__Records shown__

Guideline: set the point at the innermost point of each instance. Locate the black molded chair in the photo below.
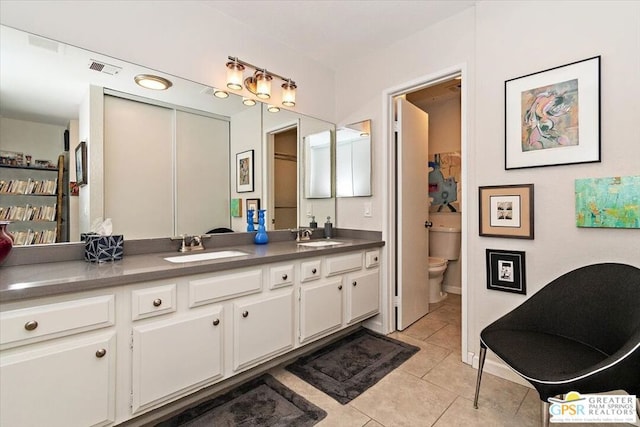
(581, 332)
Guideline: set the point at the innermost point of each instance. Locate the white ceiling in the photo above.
(330, 31)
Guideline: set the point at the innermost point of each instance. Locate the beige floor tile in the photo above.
(400, 399)
(448, 337)
(459, 378)
(337, 414)
(424, 360)
(462, 413)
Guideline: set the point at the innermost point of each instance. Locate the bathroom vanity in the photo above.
(99, 344)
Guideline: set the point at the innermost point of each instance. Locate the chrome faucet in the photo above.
(195, 242)
(302, 233)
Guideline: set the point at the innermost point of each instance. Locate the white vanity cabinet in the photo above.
(262, 327)
(175, 355)
(57, 365)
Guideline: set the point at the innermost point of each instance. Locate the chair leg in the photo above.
(483, 355)
(545, 413)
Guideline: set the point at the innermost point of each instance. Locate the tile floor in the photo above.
(433, 388)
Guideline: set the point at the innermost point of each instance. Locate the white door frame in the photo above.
(389, 194)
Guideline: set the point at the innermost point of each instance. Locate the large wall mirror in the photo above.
(353, 160)
(178, 181)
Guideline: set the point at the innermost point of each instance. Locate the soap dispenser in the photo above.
(328, 228)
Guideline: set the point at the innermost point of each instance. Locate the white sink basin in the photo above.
(206, 256)
(320, 243)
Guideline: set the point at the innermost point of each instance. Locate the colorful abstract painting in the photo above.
(550, 116)
(608, 202)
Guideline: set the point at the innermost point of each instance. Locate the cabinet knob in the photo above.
(31, 325)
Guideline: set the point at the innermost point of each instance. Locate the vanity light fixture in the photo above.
(150, 81)
(260, 82)
(220, 93)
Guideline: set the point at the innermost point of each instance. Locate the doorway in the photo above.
(282, 194)
(449, 79)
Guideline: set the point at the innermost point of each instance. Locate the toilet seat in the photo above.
(435, 262)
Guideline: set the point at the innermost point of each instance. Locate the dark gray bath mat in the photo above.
(349, 366)
(260, 402)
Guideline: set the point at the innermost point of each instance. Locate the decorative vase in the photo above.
(6, 240)
(250, 226)
(261, 236)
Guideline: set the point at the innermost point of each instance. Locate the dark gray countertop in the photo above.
(20, 282)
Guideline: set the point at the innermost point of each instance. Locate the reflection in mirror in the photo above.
(317, 164)
(66, 101)
(353, 160)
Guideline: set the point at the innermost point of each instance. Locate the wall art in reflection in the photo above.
(612, 202)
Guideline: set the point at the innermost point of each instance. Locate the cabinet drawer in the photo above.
(280, 276)
(56, 320)
(218, 288)
(344, 263)
(309, 270)
(153, 301)
(371, 259)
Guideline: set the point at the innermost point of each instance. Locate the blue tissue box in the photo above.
(103, 248)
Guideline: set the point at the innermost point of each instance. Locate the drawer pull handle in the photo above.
(31, 325)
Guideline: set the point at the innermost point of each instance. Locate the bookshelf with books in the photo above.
(32, 198)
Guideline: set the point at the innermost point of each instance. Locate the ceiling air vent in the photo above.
(103, 67)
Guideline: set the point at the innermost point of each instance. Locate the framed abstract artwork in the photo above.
(506, 211)
(552, 117)
(506, 271)
(612, 202)
(244, 172)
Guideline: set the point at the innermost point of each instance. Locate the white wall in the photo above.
(497, 41)
(185, 38)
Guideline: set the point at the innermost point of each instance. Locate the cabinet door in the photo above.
(320, 309)
(363, 295)
(69, 384)
(262, 328)
(174, 355)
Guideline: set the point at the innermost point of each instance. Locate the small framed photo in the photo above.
(244, 172)
(81, 164)
(506, 211)
(253, 204)
(506, 271)
(552, 117)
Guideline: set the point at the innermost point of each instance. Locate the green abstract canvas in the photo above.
(608, 202)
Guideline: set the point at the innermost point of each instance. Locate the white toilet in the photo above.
(444, 246)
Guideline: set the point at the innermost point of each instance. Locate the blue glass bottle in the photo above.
(261, 236)
(250, 226)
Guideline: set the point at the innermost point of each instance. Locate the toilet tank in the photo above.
(444, 242)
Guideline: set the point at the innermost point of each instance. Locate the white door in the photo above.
(412, 259)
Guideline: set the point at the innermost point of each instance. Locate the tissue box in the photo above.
(103, 248)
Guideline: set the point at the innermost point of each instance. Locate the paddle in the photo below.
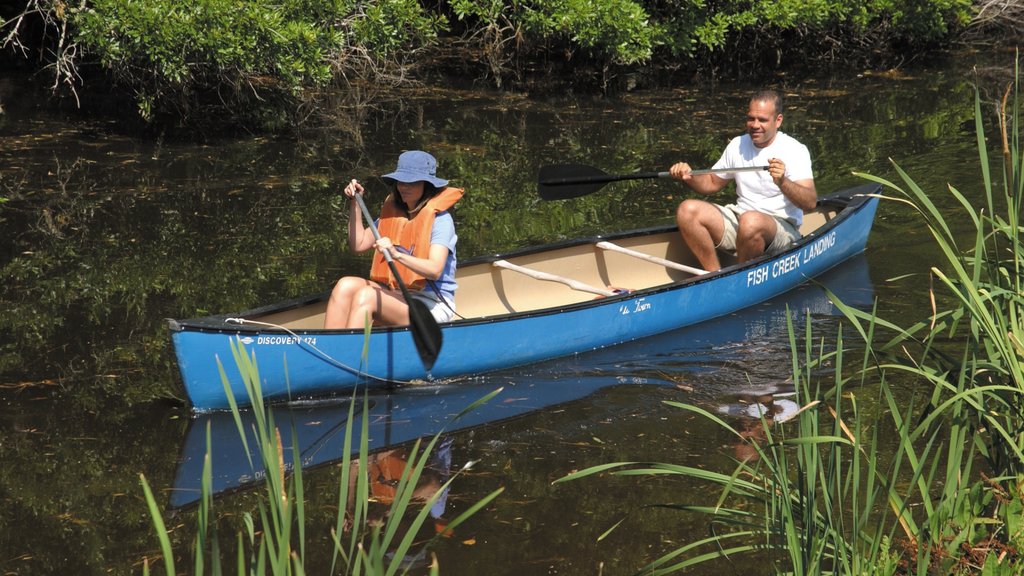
(561, 181)
(426, 332)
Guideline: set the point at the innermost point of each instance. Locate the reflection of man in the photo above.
(770, 204)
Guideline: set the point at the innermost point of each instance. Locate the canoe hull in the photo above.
(298, 364)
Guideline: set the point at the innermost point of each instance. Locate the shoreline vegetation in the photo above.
(264, 66)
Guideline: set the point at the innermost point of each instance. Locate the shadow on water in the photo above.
(754, 339)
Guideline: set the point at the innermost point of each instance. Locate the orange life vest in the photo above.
(411, 234)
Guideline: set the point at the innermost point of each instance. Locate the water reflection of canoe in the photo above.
(413, 412)
(517, 309)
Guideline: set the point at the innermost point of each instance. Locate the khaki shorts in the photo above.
(441, 311)
(785, 233)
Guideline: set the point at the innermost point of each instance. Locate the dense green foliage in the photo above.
(261, 60)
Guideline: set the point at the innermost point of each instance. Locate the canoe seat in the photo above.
(667, 263)
(538, 275)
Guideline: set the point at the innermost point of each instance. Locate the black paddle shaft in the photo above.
(426, 332)
(562, 181)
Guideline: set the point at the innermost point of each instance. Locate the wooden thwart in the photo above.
(538, 275)
(667, 263)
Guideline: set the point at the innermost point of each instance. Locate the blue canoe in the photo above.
(402, 415)
(516, 309)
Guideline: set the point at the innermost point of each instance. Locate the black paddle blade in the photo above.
(426, 332)
(562, 181)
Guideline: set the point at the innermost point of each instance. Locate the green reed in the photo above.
(930, 486)
(273, 539)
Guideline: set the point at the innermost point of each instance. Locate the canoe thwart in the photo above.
(654, 259)
(538, 275)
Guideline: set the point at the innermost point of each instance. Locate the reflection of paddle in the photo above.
(426, 332)
(561, 181)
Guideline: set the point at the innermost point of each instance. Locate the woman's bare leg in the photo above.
(340, 303)
(379, 304)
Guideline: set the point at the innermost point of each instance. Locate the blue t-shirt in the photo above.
(443, 234)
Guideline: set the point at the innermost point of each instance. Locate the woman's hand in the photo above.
(385, 245)
(353, 188)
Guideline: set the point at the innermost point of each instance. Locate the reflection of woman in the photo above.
(385, 470)
(419, 233)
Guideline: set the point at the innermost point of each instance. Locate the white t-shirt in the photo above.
(756, 191)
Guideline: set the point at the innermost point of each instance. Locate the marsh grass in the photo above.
(273, 538)
(933, 485)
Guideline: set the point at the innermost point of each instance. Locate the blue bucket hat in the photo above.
(415, 166)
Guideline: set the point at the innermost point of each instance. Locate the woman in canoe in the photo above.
(418, 231)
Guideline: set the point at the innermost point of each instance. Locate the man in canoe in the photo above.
(769, 205)
(417, 230)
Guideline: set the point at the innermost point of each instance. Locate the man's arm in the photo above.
(702, 183)
(802, 193)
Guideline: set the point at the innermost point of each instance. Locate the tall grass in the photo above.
(273, 539)
(940, 491)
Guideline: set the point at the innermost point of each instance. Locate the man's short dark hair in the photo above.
(769, 96)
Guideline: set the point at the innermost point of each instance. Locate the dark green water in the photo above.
(105, 235)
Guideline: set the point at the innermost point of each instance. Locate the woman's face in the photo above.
(411, 193)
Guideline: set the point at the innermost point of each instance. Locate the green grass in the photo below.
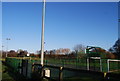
(5, 74)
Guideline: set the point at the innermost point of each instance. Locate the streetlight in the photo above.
(42, 35)
(7, 45)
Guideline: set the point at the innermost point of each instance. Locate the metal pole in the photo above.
(100, 64)
(7, 46)
(42, 35)
(88, 66)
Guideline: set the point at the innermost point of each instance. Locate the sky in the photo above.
(66, 25)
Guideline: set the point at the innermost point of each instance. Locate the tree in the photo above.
(116, 48)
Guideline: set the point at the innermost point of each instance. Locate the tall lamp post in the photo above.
(42, 35)
(7, 46)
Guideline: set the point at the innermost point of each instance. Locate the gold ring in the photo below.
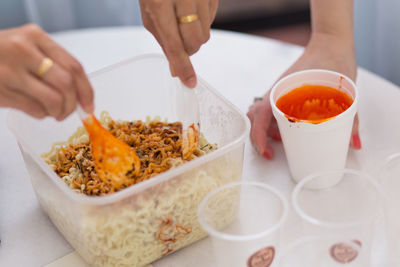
(188, 18)
(44, 67)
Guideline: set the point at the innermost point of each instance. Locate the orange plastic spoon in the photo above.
(114, 159)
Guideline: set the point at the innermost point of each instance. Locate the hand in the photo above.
(323, 52)
(179, 40)
(57, 92)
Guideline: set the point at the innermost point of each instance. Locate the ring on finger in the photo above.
(44, 67)
(257, 99)
(188, 19)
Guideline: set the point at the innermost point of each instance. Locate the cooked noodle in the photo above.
(147, 225)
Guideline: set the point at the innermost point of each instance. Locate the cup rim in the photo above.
(344, 113)
(232, 237)
(325, 223)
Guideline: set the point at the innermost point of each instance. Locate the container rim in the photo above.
(122, 194)
(350, 109)
(231, 237)
(314, 221)
(387, 162)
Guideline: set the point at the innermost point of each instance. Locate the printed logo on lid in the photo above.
(344, 253)
(262, 258)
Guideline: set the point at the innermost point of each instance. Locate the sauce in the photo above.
(313, 103)
(114, 159)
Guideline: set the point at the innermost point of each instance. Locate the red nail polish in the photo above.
(266, 155)
(355, 140)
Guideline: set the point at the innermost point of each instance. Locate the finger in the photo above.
(261, 124)
(213, 10)
(57, 78)
(192, 32)
(14, 99)
(165, 22)
(203, 9)
(148, 24)
(60, 79)
(80, 81)
(48, 97)
(273, 130)
(355, 141)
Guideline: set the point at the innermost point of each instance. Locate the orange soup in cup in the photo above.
(313, 103)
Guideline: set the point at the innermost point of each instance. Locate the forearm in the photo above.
(333, 17)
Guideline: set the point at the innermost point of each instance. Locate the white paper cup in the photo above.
(312, 147)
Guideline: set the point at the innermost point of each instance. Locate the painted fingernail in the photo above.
(356, 141)
(191, 82)
(268, 153)
(277, 137)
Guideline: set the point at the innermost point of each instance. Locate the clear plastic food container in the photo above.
(144, 222)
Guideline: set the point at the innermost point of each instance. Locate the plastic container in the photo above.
(144, 222)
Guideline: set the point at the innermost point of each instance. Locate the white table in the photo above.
(240, 67)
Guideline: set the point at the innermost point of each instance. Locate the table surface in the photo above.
(240, 67)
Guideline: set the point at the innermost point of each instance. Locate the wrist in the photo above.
(332, 41)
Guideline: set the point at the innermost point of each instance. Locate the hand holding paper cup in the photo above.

__Problem to solve__
Reproduce the data above verbatim, starting at the line that contains "surface in the photo above." and stopping after the final line of the data.

__Output of the task__
Guideline: set the point at the innermost point of each instance. Locate the table surface in the photo above.
(240, 67)
Guideline: set the point at the innermost point of each instance. Locate the wrist in the photo above.
(332, 41)
Guideline: set the point at the innermost point of each instance. Locate the hand holding paper cup in the photo above.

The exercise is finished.